SUPPLIED PASSAGE: Begin

January 24, 2009 - March 28, 2009 // OTIS Ben Maltz Gallery, Los Angeles
The Future Imaginary
An Indirect Intention: A Viralnet.net Intervention into the Museum of Jurassic Technology and CLUI
by Tom Leeser

During the winter of 2007 and the spring of 2008, the online curatorial initiative, Viralnet.net, (Chris Bassett, Stephanie Kern and Tom Leeser) sought out artists to respond to the words home and garden through research projects, performances, workshops, essays, fiction, interviews, video, sound and interactive online projects. It was our intention that the artist's responses would collectively spark an appeal to a certain pathos;  a more personal dialogue around the current global ecological and economic crisis.  We also wanted the work to creatively engage the social conflicts between public and private space and the  personal tensions between physical and virtual space.

SUPPLIED PASSAGE: End
DATASET EXTRACT: Begin

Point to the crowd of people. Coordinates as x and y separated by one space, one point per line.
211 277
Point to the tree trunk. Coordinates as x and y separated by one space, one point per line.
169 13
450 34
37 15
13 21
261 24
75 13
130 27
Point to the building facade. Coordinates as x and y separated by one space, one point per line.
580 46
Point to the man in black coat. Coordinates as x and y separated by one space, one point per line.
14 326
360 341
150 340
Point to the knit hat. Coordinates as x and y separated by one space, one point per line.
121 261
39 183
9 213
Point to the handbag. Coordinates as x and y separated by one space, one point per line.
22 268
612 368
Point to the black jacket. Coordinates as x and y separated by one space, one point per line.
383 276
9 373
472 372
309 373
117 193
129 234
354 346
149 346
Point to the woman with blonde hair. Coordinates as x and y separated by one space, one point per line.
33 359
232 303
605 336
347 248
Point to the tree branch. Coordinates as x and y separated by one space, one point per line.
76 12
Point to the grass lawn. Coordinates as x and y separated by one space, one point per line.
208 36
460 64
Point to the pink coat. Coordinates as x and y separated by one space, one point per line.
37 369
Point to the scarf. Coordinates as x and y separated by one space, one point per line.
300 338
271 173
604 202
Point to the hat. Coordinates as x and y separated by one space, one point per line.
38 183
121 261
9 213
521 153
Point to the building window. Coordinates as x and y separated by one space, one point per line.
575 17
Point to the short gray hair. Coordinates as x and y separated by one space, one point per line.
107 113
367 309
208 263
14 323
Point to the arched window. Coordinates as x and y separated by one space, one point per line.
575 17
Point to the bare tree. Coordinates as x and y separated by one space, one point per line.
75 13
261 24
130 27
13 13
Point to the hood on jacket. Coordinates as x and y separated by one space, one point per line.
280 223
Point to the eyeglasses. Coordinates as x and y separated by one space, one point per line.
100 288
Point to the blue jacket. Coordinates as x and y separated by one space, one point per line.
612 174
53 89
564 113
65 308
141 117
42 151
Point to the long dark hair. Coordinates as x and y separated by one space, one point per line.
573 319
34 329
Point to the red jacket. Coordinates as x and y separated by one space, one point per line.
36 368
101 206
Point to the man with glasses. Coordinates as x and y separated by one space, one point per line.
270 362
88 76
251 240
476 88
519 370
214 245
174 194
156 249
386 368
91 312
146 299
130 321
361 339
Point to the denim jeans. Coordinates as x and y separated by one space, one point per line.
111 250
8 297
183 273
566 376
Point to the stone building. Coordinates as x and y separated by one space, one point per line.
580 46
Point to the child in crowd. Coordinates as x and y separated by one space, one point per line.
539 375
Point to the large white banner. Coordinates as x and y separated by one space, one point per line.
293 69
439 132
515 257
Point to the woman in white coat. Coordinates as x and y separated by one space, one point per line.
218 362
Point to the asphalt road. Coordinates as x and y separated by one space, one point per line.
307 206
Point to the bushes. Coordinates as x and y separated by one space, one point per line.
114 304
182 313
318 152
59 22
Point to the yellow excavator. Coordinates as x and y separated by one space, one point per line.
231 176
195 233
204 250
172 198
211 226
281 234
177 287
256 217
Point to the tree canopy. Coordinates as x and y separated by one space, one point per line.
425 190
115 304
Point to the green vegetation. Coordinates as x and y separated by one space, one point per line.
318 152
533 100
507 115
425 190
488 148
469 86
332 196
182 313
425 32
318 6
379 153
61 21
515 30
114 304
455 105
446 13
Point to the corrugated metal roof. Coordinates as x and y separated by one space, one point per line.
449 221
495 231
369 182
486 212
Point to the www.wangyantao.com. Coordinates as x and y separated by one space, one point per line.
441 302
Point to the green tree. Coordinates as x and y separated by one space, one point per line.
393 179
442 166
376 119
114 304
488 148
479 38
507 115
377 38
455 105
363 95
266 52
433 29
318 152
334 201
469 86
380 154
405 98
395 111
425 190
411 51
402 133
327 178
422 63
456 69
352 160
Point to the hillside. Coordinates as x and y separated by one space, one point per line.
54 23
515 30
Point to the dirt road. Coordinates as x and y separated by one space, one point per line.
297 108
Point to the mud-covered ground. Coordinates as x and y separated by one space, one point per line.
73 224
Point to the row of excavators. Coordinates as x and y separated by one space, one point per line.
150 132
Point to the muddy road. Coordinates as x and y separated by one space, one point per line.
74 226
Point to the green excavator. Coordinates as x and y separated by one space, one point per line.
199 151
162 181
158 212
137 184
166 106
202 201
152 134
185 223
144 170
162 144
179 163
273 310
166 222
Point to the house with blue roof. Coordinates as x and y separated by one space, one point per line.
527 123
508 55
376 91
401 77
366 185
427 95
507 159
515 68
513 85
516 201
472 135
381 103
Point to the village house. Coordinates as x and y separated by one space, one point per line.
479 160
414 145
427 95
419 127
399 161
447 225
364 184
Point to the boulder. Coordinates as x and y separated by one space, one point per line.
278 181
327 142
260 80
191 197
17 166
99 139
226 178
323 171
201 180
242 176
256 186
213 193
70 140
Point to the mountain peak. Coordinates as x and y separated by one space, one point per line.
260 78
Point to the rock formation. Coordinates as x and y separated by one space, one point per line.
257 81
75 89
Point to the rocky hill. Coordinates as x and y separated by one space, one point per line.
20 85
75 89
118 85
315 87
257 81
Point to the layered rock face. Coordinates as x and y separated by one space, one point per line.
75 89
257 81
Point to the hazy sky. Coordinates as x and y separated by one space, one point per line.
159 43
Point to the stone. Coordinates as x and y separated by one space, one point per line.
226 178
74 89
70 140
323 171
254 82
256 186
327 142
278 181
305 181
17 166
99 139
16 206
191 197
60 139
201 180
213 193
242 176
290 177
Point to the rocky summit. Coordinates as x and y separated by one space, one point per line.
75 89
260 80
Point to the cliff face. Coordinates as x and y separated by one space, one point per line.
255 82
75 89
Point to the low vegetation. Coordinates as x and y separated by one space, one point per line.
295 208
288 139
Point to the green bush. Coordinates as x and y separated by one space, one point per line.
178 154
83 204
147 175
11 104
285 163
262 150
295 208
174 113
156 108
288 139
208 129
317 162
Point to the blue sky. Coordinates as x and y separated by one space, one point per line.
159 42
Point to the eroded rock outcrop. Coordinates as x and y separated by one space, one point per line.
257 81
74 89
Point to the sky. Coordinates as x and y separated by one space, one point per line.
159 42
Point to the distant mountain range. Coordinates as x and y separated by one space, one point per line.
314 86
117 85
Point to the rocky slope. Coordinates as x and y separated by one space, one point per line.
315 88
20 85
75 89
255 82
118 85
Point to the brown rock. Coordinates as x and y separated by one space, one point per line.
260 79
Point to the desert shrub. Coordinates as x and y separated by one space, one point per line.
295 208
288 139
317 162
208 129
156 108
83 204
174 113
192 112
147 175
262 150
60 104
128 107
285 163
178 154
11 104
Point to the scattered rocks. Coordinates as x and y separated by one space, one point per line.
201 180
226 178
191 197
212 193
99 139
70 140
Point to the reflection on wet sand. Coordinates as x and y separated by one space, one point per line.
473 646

DATASET EXTRACT: End
DATASET EXTRACT: Begin

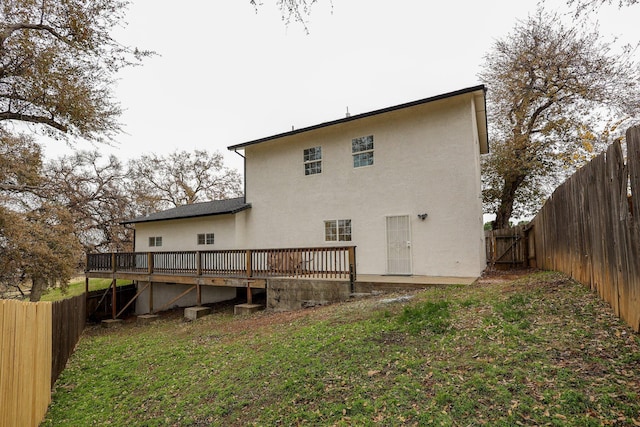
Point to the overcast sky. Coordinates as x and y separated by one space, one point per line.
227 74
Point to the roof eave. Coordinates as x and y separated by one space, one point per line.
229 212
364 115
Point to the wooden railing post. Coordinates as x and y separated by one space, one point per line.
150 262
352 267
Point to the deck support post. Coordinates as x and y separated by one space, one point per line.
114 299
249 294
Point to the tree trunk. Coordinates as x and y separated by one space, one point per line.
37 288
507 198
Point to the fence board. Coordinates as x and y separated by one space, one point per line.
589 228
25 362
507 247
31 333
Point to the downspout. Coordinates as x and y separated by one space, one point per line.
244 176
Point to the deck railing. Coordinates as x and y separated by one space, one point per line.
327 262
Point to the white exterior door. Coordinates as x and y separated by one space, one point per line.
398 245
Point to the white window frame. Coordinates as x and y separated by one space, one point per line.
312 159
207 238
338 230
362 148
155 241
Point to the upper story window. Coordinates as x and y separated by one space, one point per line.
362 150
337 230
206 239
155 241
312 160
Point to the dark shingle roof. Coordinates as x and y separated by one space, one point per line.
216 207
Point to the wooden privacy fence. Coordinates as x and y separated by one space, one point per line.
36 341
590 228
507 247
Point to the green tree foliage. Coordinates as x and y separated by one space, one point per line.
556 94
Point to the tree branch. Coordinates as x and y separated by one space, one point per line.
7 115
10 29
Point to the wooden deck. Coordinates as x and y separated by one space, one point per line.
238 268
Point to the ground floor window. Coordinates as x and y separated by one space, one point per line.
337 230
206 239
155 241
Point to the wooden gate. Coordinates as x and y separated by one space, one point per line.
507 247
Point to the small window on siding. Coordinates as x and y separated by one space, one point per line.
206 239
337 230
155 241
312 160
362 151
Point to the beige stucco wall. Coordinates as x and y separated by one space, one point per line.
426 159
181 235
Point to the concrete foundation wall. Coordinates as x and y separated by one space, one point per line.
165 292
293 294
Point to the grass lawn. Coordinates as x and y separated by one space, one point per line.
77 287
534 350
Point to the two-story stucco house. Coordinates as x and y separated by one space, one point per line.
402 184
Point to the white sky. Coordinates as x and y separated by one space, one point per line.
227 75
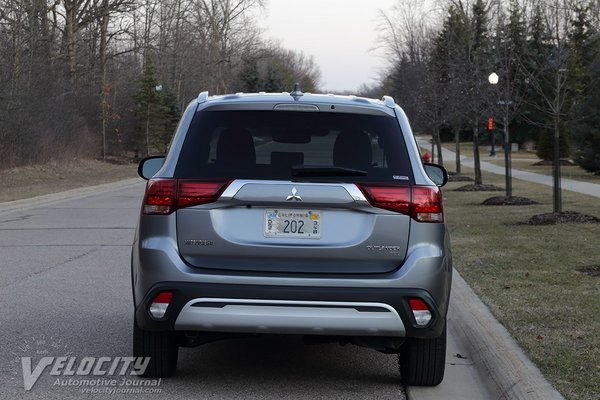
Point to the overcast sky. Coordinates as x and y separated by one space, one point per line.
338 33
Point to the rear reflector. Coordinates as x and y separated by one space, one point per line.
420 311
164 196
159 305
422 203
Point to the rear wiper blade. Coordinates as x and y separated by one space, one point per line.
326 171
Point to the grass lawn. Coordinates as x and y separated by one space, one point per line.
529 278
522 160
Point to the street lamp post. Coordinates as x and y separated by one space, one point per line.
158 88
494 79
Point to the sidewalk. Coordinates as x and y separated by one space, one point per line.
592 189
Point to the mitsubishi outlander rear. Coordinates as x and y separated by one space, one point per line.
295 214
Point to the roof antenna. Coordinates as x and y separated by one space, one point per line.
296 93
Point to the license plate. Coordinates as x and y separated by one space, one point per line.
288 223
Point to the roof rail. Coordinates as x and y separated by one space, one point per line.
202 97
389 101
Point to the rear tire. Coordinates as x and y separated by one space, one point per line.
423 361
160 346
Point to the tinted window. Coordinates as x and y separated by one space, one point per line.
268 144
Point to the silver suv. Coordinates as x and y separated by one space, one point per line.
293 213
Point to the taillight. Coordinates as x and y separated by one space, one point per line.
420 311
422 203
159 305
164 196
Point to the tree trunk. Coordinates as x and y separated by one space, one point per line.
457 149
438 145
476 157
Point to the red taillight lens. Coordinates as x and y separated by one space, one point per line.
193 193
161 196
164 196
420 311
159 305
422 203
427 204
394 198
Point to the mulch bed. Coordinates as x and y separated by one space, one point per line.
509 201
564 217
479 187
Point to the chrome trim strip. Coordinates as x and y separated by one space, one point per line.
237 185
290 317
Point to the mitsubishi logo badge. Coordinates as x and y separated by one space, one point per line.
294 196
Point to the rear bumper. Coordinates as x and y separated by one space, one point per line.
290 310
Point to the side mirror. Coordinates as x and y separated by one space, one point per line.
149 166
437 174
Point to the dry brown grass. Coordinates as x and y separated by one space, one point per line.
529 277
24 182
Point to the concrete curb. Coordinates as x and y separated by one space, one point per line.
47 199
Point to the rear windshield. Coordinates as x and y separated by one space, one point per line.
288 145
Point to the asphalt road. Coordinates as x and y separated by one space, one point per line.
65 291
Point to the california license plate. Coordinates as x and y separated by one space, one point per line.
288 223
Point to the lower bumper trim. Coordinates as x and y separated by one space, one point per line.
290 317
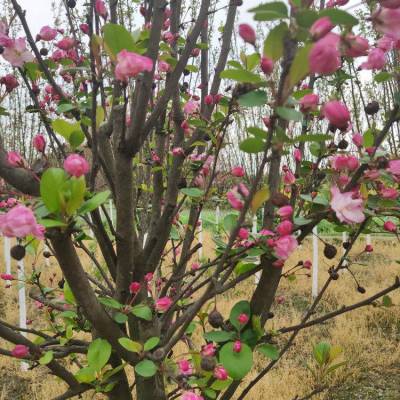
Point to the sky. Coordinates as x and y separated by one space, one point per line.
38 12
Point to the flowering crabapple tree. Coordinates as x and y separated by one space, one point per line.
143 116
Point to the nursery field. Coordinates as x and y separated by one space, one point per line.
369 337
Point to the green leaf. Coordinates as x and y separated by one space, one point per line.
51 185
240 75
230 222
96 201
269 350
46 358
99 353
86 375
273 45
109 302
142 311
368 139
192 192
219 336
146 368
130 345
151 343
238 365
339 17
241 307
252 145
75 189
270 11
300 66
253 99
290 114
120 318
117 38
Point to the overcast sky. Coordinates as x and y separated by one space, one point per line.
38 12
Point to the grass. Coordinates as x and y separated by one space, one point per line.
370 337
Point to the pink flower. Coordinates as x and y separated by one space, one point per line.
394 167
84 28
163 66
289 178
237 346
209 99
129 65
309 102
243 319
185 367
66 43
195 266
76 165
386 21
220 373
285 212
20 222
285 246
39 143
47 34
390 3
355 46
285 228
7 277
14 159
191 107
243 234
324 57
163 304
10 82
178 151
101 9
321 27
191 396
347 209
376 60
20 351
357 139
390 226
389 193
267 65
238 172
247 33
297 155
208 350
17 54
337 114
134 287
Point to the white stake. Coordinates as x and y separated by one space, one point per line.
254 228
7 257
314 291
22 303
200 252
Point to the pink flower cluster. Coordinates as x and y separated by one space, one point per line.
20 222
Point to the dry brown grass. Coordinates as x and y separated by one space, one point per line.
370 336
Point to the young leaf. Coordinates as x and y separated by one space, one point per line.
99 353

DATASET EXTRACT: End

_TO DO_: Please copy out the full exhibition text on the Viralnet.net intervention, word for word. Work only from the exhibition text and ignore the entries.

_REPLY TO THE TASK_:
January 24, 2009 - March 28, 2009 // OTIS Ben Maltz Gallery, Los Angeles
The Future Imaginary
An Indirect Intention: A Viralnet.net Intervention into the Museum of Jurassic Technology and CLUI
by Tom Leeser

During the winter of 2007 and the spring of 2008, the online curatorial initiative, Viralnet.net, (Chris Bassett, Stephanie Kern and Tom Leeser) sought out artists to respond to the words home and garden through research projects, performances, workshops, essays, fiction, interviews, video, sound and interactive online projects. It was our intention that the artist's responses would collectively spark an appeal to a certain pathos;  a more personal dialogue around the current global ecological and economic crisis.  We also wanted the work to creatively engage the social conflicts between public and private space and the  personal tensions between physical and virtual space.